··· Supplied passage ···

The Nevada Independent

Your state. Your news. Your voice.

The Nevada Independent

Indy Environment: A conservation bond package, military expansion resolutions and new geothermal resources

Daniel Rothberg
Daniel Rothberg
A photo of trees and mountains at Lake Tahoe

$217 million.

That’s how much Assembly Bill 84 could raise in bonds for conservation and recreation projects across the state. This week, the Assembly voted unanimously to approve the funding, but it still faces a Senate vote before heading to the governor’s desk. The bonding is a continuation of a program, passed by voters in 2002, that created funding to benefit state parks, the Las Vegas Wash, the Las Vegas Springs Preserve, wildlife management and the Truckee River watershed.

One of the most notable projects under the 2002 program was the creation of a dedicated bike path on the Nevada side of Lake Tahoe. That first part of that bike path is set to open in June. Funding from the proposed bonds in the bill would go toward completing the other sections.

The bill, backed by the governor’s office, specifies particular agencies and programs to receive bonds. For instance, the legislation allocates $30 million to the Department of Conservation and Natural Resources (DCNR) for state parks, $30 million to the Department of Wildlife, $30 million to the Springs Preserve and $30 million to the Division of Museums and History for improving the East Ely Depot, the Nevada State Railroad Museum in Boulder City and the Caliente Railroad Depot.

Several other programs could get a financial boost from the bill. The legislation carves out potential funding for the Truckee and Carson rivers and the Las Vegas Valley Rim Trail. It also gives DCNR the ability to issue grants for local governments and groups looking to acquire conservation land, improve sagebrush habitat and conduct post-wildfire rehabilitation.

··· Dataset entries ···

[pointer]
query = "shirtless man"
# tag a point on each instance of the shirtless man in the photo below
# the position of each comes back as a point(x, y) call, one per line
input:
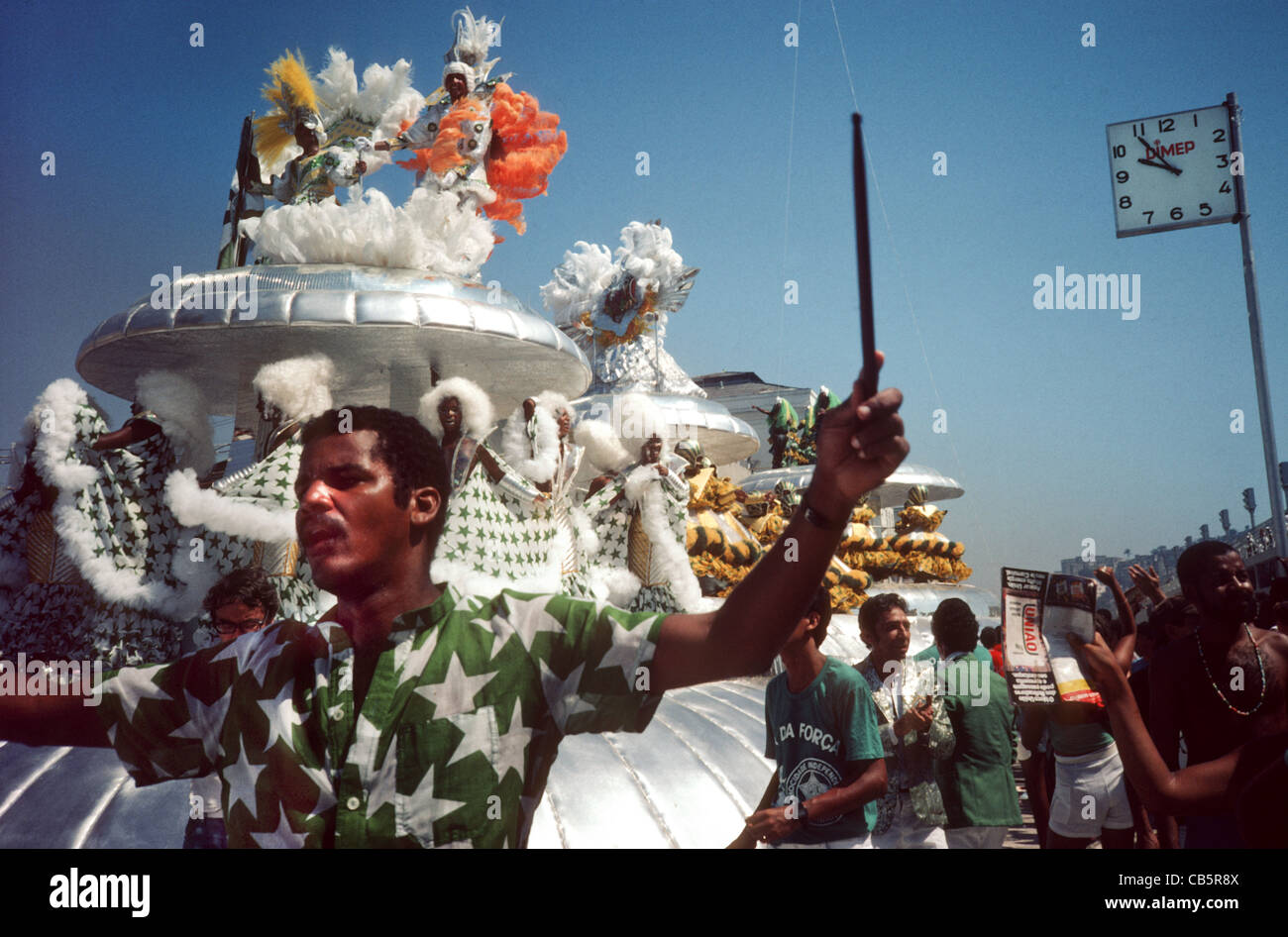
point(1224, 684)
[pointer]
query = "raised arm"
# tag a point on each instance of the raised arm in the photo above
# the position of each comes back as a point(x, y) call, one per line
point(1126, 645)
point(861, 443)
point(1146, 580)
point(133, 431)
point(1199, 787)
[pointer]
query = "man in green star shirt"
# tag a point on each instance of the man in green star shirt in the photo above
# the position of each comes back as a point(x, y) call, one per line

···

__Problems to solve__.
[1] In the conservation bond article, when is the first part of the bike path on the Nevada side of Lake Tahoe set to open?
[2] Carry on writing the conservation bond article from the point where it stops.

__Results for the exercise__.
[1] In June.

[2]
Amid concern that the bill would not benefit rural Nevada, backers stressed that the benefits of conservation projects are often felt by Nevadans who live miles away. Nevadans that reside in Clark County, for instance, might have a hunting tag that brings them to Battle Mountain or Elko.

The bond program would significantly boost conservation funding. For some programs, the presence of state funding for projects could open up more federal grant dollars. In some cases, the Department of Wildlife can get a federal match of three dollars for every one dollar it puts down.

But the funding likely won’t start rolling out until the next biennium. In the case of DCNR, the expansive natural resources agency plans to work on drafting regulations for the bonds during the next biennium. DCNR expects the program to begin after the next legislative session.

Four more days in the session. My colleagues covering the Legislature are some of the hardest working and dedicated people I know. Please check out their work on our site. And I’ll continue following the bill above, as well as several lingering natural resources issues. Until then…

A bipartisan public land issue: Bipartisan support for the Bureau of Land Management (BLM). In Nevada? Well, it happened. Sort of. Both legislative branches unanimously passed Assembly Joint Resolution 8 opposing the elimination of the Nevada state office for the BLM, which oversees more than 65 percent of the land in the state. The move was a strong rebuke over controversial plans to split up state BLM offices by geographic areas. Former Gov. Brian Sandoval and other groups expressed their concerns to The Nevada Independent last year.

No on military expansions: The Legislature also moved two resolutions opposing military base expansions in Southern and Northern Nevada. Assembly Joint Resolution 7, which was enrolled and delivered to the secretary of state on Tuesday, stated opposition to the Navy’s proposal to expand Naval Air Station Fallon by about 600,000 acres, a sweeping move that would limit access to public land for hunters and ranchers and even require re-routing part of a state road.

The second resolution, Assembly Joint Resolution 2, states the Legislature’s opposition to the Air Force’s proposal to expand the Nevada Test and Training Range by about 300,000 acres, carving out a large chunk from the Desert National Wildlife Refuge, first designated in 1936 by President Roosevelt to protect bighorn sheep. As the Review Journal reported, the resolution asks Congress to reject the request and instead work on a compromise deal with the Air Force.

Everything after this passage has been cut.